◆ **The exercise**: Copy every one of the records below word for word, with no changes.

◆ **Items from a data source**:
(begin)
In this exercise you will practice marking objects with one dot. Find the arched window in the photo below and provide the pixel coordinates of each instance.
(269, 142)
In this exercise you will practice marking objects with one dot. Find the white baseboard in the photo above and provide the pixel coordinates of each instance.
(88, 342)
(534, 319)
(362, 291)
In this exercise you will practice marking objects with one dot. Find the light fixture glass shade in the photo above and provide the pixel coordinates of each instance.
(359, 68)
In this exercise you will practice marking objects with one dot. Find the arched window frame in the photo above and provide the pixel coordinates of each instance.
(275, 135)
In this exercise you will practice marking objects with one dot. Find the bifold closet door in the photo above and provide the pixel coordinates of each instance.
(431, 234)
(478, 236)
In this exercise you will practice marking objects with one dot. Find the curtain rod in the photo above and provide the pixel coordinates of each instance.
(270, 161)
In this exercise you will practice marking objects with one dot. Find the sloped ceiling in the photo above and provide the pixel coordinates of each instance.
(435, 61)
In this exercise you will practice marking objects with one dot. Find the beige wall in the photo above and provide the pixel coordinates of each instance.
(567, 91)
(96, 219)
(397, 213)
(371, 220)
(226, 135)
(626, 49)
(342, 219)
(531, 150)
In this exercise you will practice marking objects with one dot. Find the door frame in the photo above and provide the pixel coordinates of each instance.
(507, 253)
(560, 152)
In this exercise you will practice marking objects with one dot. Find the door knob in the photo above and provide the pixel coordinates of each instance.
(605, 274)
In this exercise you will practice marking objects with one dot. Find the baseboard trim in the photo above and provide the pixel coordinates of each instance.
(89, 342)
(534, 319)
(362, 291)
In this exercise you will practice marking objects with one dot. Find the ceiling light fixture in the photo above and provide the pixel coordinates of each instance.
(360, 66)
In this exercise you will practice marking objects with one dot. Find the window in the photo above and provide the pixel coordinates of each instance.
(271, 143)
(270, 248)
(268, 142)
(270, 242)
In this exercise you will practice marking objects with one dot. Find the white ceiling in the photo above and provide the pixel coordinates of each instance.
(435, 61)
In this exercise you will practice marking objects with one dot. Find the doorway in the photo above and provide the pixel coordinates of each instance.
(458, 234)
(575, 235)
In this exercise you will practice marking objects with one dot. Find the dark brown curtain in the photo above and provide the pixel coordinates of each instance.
(end)
◆ **Result for this task**:
In this exercise you will practice marking objects with one dot. Find the arched window in the photo below and provide the pixel coordinates of each instance.
(269, 142)
In this exercise you will practice marking objects with one dot. Find the white baseboard in the photo above and provide the pixel coordinates of each instance.
(88, 342)
(534, 319)
(362, 291)
In this exercise you will practice marking objects with one dot. Find the light fixture glass shade in the photo above and provide the pixel coordinates of each instance.
(359, 68)
In this exercise you will practice marking objects with one dot. Find the arched window frame in the photo above and provide the pixel coordinates of each instance.
(275, 135)
In this exercise you will practice marking objects with one dot. Find the bifold closet door in the photo above and provide the pixel coordinates of each instance.
(431, 234)
(478, 236)
In this exercise you will practice marking objects with one dot. Find the curtain rod in the photo above and provide the pixel coordinates of each instance.
(270, 161)
In this exercise you will practice marking objects with one dot. Find the sloped ceiling in the photo above and provide the pixel coordinates of each instance.
(435, 61)
In this exercise you will practice marking objects with one dot. Find the beige wall in the photo above and provide the pixel coordinates of each instance.
(567, 91)
(96, 219)
(397, 213)
(371, 220)
(226, 135)
(626, 49)
(342, 219)
(531, 150)
In this exercise you will practice marking objects with one dot. Find the door frame in the photo above and provide the pixel coordinates of each instance.
(507, 253)
(560, 152)
In this exercise you will practice marking objects with one dot. Find the door knob in the photo above and provide the pixel coordinates of each instance.
(605, 274)
In this exercise you will practice marking objects with one dot. Find the baseboard trim in the photo above and provide the pixel coordinates of each instance.
(89, 342)
(534, 319)
(362, 291)
In this exercise you will practice marking objects with one dot. Find the ceiling light fixture in the photo above and provide the pixel coordinates of each instance.
(360, 66)
In this exercise you will practice marking objects with one dot. Find the window in the photo above and provide the pixel coordinates of each instance.
(271, 143)
(270, 248)
(268, 142)
(270, 242)
In this exercise you will practice marking objects with one dot. Find the white ceiling in the photo above and provide the pixel coordinates of each instance.
(435, 61)
In this exercise you will practice marking objects with one dot. Find the doorway in the photo above and provide the pixel coordinates of each instance.
(458, 234)
(575, 235)
In this exercise you will practice marking objects with one dot. Find the dark brown curtain in the photo above and provide the pixel coordinates of each instance.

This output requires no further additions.